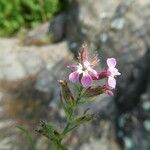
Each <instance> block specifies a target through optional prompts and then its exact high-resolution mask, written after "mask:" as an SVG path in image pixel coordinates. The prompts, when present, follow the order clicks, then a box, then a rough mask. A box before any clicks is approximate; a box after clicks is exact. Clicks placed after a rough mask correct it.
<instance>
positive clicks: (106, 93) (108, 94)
mask: <svg viewBox="0 0 150 150" xmlns="http://www.w3.org/2000/svg"><path fill="white" fill-rule="evenodd" d="M103 91H104V93H106V94H108V95H109V96H114V93H113V92H112V88H111V87H110V86H108V85H104V86H103Z"/></svg>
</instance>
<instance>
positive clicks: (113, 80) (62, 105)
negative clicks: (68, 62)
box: [37, 46, 120, 150]
mask: <svg viewBox="0 0 150 150" xmlns="http://www.w3.org/2000/svg"><path fill="white" fill-rule="evenodd" d="M98 62H99V59H98V57H97V55H95V56H94V57H92V58H91V59H89V58H88V55H87V52H86V50H85V47H84V46H83V47H82V48H81V51H80V55H79V62H78V64H77V65H69V66H67V68H68V69H70V70H71V73H70V75H69V80H70V81H71V82H73V83H75V82H77V83H79V84H73V85H74V86H73V87H74V88H70V86H69V85H68V82H67V81H66V80H59V84H60V87H61V91H60V102H61V105H62V108H63V110H64V113H65V116H66V122H65V125H64V128H63V129H59V128H57V127H56V126H54V125H52V124H51V123H50V124H49V123H46V122H41V124H40V126H39V129H37V132H38V133H40V134H42V135H43V136H45V137H47V138H48V139H49V140H51V142H52V145H53V147H54V148H52V149H55V150H67V147H66V145H64V141H63V140H64V139H65V137H66V136H67V134H68V133H70V132H72V130H73V129H74V128H76V127H78V126H79V125H81V124H83V123H85V122H87V121H90V120H92V119H93V118H94V117H95V113H92V112H91V111H90V108H87V109H84V111H83V112H80V111H78V109H79V107H81V106H83V108H85V106H86V105H89V104H91V103H92V102H94V101H95V100H96V96H98V95H100V94H103V93H106V94H108V95H113V91H112V90H113V89H115V87H116V79H115V77H116V76H118V75H120V73H119V71H118V69H117V68H116V64H117V62H116V59H115V58H108V59H107V60H106V63H107V67H106V68H105V69H104V70H102V71H97V70H95V69H94V67H95V66H96V65H97V64H98ZM102 79H107V80H106V83H105V84H104V85H98V84H94V82H96V81H97V80H102Z"/></svg>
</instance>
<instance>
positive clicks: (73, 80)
mask: <svg viewBox="0 0 150 150" xmlns="http://www.w3.org/2000/svg"><path fill="white" fill-rule="evenodd" d="M98 62H99V59H98V57H97V55H95V56H94V57H93V58H91V59H89V58H88V55H87V52H86V50H85V46H82V48H81V50H80V57H79V63H78V64H77V65H69V66H67V68H68V69H70V70H71V71H72V72H71V73H70V75H69V80H70V81H71V82H73V83H74V82H79V83H81V84H82V86H83V87H85V88H89V89H92V86H93V81H94V80H101V79H103V78H107V79H108V80H107V83H106V84H105V85H103V86H101V89H102V91H103V92H104V93H107V94H109V95H113V92H112V90H113V89H115V87H116V79H115V77H116V76H118V75H120V72H119V71H118V69H117V68H116V64H117V62H116V59H115V58H107V61H106V62H107V69H105V70H103V71H96V70H95V69H94V67H95V66H96V65H97V64H98ZM98 87H99V86H98Z"/></svg>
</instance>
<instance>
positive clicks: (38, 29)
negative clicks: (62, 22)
mask: <svg viewBox="0 0 150 150" xmlns="http://www.w3.org/2000/svg"><path fill="white" fill-rule="evenodd" d="M48 28H49V22H45V23H43V24H40V25H38V26H37V27H36V28H34V29H32V30H31V31H29V32H27V34H26V35H25V36H24V37H22V41H21V42H22V43H23V44H24V45H38V46H41V45H45V44H49V43H51V39H50V36H49V35H48Z"/></svg>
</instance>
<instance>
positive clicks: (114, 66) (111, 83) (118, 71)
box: [107, 58, 121, 89]
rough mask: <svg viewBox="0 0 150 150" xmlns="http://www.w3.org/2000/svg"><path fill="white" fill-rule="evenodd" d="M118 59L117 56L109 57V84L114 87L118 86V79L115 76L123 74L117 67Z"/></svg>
mask: <svg viewBox="0 0 150 150" xmlns="http://www.w3.org/2000/svg"><path fill="white" fill-rule="evenodd" d="M116 64H117V62H116V59H115V58H108V59H107V66H108V69H107V72H109V75H108V86H109V87H111V88H112V89H115V87H116V79H115V76H118V75H121V73H120V72H119V71H118V69H117V68H115V67H116Z"/></svg>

PROBLEM DESCRIPTION: Your reply is to repeat, unchanged, the lines above running from the one with "negative clicks: (62, 22)" up to and including the one with "positive clicks: (114, 66)".

TASK ANSWER:
negative clicks: (62, 22)
mask: <svg viewBox="0 0 150 150" xmlns="http://www.w3.org/2000/svg"><path fill="white" fill-rule="evenodd" d="M48 28H49V22H45V23H43V24H40V25H38V26H37V27H36V28H34V29H32V30H31V31H29V32H27V34H26V35H25V36H24V37H22V41H21V42H22V43H23V44H24V45H38V46H41V45H45V44H49V43H51V39H50V36H49V35H48Z"/></svg>
</instance>
<instance>
positive clicks: (114, 66) (111, 83) (118, 71)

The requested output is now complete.